> **Challenge 1**: Gather every line of the records that contains the word "blue". Case counts, so uppercase and lowercase letters are treated as different.

> **Document extract**:
* * * * * * *

What's new in this update
The appeal court overturned an earlier Pretoria High Court ruling that had backed the Zambian government's effort to repatriate Lungu's body. That reversal matters because it establishes that the family's position, and the late president's stated wishes, outranked the state's argument for an official burial in Lusaka. After the judgment, Zambian authorities said they disagreed with the outcome but would not continue pursuing the matter, effectively bringing the legal fight to a close.
The ruling also underscored how far the dispute had escalated. What should have been a private mourning process became a cross-border court fight shaped by party rivalry, questions of dignity, and disagreements over who had the moral right to represent Lungu's final wishes.
Key details
Edgar Lungu died in Pretoria at age 68 after an undisclosed illness. Court filings indicated that he did not want President Hakainde Hichilema present at his funeral and believed he would not receive a dignified send-off if the current administration controlled the ceremony. That claim became central to the family's case. Relatives argued that Lungu's personal wishes had to be respected even though he had served as Zambia's head of state.
The Zambian government took the opposite view. It argued that a former president belonged in a national burial framework and that the country had a legitimate interest in hosting official funeral rites. But the appeal court accepted that public office does not automatically cancel personal autonomy after death, especially when the deceased's family is aligned on the issue and can show that clear preferences existed.

* * * * * * *

> **Information supplied**:

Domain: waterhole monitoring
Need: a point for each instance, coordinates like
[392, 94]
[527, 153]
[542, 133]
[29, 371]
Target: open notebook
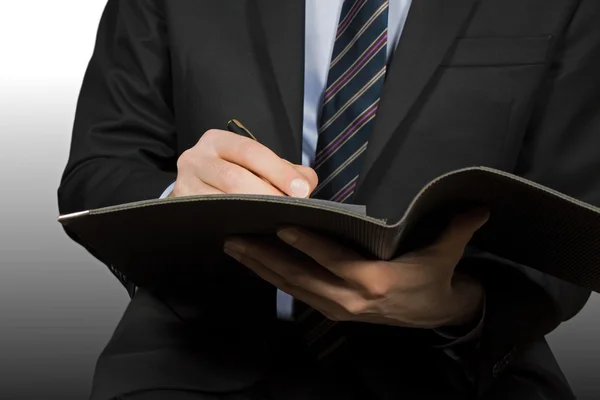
[151, 241]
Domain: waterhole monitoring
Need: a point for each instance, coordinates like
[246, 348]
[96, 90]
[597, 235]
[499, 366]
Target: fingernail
[288, 235]
[234, 248]
[300, 188]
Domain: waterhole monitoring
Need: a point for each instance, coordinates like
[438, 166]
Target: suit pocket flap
[490, 51]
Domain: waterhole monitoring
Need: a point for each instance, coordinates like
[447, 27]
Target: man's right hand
[224, 162]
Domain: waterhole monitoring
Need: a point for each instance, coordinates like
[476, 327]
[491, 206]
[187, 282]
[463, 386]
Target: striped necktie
[356, 75]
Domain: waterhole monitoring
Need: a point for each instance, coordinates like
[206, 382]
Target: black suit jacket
[509, 84]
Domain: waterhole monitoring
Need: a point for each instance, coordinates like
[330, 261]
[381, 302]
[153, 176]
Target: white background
[58, 306]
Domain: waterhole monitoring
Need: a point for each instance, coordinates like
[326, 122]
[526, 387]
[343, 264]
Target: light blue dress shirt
[321, 23]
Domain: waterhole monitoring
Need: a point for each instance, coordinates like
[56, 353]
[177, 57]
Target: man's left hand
[419, 289]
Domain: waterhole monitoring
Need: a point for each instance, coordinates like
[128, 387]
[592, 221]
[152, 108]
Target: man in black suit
[361, 101]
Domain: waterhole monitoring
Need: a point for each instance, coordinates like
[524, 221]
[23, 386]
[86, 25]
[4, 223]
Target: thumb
[462, 228]
[308, 173]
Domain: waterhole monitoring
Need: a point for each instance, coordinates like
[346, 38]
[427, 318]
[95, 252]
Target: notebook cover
[150, 242]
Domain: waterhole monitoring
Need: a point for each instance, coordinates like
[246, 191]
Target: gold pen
[236, 126]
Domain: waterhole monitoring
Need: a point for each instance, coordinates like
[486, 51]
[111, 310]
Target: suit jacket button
[501, 365]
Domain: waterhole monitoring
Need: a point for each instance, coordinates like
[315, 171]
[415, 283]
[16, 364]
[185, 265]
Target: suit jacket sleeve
[123, 143]
[561, 149]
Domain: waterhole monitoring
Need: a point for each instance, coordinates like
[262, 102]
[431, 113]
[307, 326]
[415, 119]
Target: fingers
[339, 260]
[310, 175]
[260, 160]
[231, 178]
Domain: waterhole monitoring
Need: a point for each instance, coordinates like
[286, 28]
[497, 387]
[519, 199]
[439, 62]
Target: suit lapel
[430, 30]
[283, 26]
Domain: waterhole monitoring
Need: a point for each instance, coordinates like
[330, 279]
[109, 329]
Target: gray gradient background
[58, 306]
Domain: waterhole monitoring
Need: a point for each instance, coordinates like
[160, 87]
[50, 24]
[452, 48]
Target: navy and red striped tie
[356, 75]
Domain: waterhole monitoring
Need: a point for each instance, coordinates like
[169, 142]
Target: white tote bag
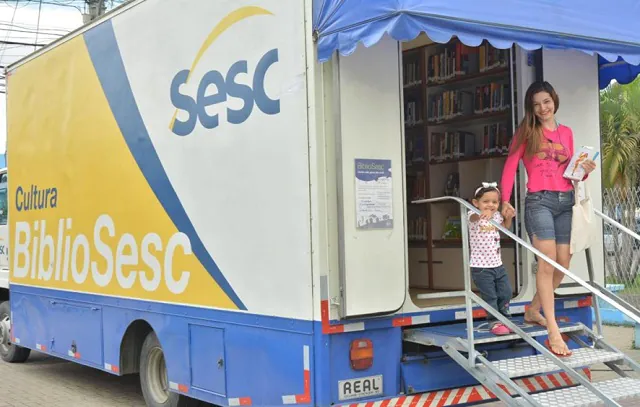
[582, 221]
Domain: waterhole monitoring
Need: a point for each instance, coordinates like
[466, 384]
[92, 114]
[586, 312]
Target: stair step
[535, 364]
[617, 389]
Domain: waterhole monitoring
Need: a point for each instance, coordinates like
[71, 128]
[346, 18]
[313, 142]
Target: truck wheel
[154, 379]
[8, 351]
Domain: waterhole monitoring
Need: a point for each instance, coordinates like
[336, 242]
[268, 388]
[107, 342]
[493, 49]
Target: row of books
[453, 145]
[411, 74]
[449, 105]
[457, 59]
[492, 97]
[412, 113]
[414, 148]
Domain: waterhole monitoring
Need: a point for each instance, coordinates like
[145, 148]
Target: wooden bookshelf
[470, 103]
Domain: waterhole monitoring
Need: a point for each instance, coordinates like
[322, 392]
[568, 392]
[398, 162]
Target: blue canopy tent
[591, 26]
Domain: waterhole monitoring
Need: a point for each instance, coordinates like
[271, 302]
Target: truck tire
[9, 352]
[154, 378]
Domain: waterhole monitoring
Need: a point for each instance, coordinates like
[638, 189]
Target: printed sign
[374, 194]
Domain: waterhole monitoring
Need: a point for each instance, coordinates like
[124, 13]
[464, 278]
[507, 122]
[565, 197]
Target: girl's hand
[589, 166]
[508, 211]
[486, 215]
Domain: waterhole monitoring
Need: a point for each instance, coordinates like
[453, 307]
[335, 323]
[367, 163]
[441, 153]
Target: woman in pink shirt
[545, 148]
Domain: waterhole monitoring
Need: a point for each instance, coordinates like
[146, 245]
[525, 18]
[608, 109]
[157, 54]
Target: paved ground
[619, 337]
[49, 382]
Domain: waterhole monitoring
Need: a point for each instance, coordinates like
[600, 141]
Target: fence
[622, 252]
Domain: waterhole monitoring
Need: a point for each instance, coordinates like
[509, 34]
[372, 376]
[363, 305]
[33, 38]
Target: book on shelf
[452, 145]
[492, 97]
[413, 113]
[456, 59]
[411, 74]
[450, 104]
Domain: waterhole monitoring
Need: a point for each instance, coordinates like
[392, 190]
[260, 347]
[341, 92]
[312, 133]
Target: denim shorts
[547, 215]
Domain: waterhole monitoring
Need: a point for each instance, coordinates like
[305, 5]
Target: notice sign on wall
[374, 194]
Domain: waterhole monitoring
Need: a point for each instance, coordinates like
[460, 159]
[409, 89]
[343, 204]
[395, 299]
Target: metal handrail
[596, 306]
[529, 247]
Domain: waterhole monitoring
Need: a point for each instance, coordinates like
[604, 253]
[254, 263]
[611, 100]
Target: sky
[19, 21]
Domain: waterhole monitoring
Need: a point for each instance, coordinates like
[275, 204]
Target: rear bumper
[475, 394]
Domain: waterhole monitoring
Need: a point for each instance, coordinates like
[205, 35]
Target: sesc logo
[226, 84]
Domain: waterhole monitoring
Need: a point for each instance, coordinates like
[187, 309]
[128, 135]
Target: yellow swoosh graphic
[229, 20]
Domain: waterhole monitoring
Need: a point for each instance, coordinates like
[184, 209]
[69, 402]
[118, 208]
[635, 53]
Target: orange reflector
[361, 354]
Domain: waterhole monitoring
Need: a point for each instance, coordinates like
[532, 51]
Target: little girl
[487, 270]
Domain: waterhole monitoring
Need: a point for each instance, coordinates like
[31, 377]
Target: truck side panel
[163, 184]
[263, 358]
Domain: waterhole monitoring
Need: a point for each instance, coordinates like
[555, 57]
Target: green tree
[620, 138]
[620, 132]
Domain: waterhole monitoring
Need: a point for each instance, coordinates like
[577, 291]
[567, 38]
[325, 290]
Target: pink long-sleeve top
[545, 168]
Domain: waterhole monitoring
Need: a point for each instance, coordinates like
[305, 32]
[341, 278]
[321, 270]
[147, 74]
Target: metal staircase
[459, 341]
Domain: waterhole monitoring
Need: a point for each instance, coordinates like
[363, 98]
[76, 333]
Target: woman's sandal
[565, 339]
[532, 322]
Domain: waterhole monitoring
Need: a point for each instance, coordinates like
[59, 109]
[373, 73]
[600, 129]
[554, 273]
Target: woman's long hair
[530, 129]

* * * * * * *

> **Challenge 2**: Reproduce the passage on the Lungu burial ruling starting with "What's new in" and going on through "to a close.", swapping "appeal court" for "higher court" wherever it occurs.

> **Task answer 1**:
Target: light blue dress shirt
Target: blue canopy tent

> **Task answer 2**:
What's new in this update
The higher court overturned an earlier Pretoria High Court ruling that had backed the Zambian government's effort to repatriate Lungu's body. That reversal matters because it establishes that the family's position, and the late president's stated wishes, outranked the state's argument for an official burial in Lusaka. After the judgment, Zambian authorities said they disagreed with the outcome but would not continue pursuing the matter, effectively bringing the legal fight to a close.